§ Aim
Please write the next part of the forum discussion about holding doors open, starting after its final sentence.

§ Document excerpt
::::::::
I liked the scene with the door holding.   I have been thinking about that scenario for a very long time and how it would work well in an episode of Curb.  It didn't play out the way I'd hoped though.  My conception doesn't really consider the genders of the people involved.  I just hate the entire practice of holding doors open for people who have two functioning, empty arms.  And I hate when people hold the door open for me, because then I'm obligated to thank them even though they didn't do anything for me.  It's even worse when they open the door and I'm so far away that I have to pick up my pace for them.  I've made a practice of lingering about 50 feet away from any door that has people walking through it.

I'm pretty sure I bitched about this on the pet peeves thread, but my biggest annoyance is when a man holds the door open for me by stepping aside and having me go in first.  Now I'm next in line inside, which is all kinds of awkward because I wasn't there first, so I feel obligated to tell him he can go in front of me and he usually declines but dammit he was there first and should go first.  It's just so ridiculous.
::::::::
§ Data
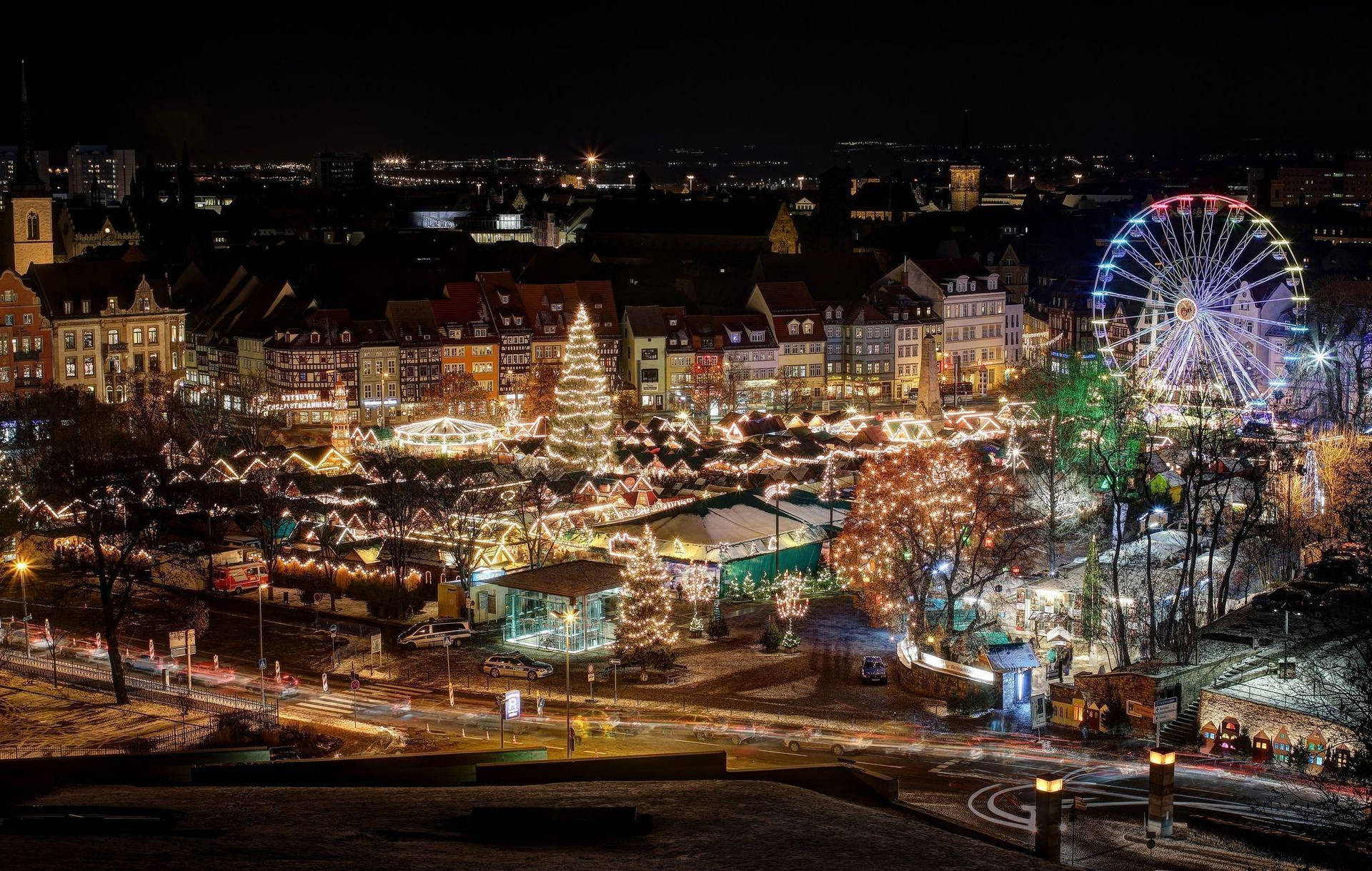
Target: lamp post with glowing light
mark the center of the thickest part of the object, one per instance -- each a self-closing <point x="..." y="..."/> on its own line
::::::::
§ Task answer
But I've stopped being polite.  If someone steps aside and holds the door for this able-bodied person, instead of just propping it open so I can grab it easily, then he loses his place in line.  Maybe he'll learn a lesson. 

 

On 10/30/2017 at 3:54 AM, Thrifty said:

I loved that scene.  I'm absolutely with Larry on this issue.  If you want to thank a veteran, that's fine.  It's custom, but it should never be obligatory.  I went to a commuter college, so the a lot of the student were adults older than the typical college.  For one of my classes, during the introductions, one of the guys mentioned that he had been in the military.  After he was done, another student (who I always found annoying in a way I can't articulate), said to the military guy "thank you for your service" and went to shake his hand.  Then the teacher and a few other students said the same thing.  The military guy squirmed a little and said "uh.... thanks".  The situation clearly made him uncomfortable.

It's making me incredibly uncomfortable just reading about it.  I can't imagine having to witness it in person.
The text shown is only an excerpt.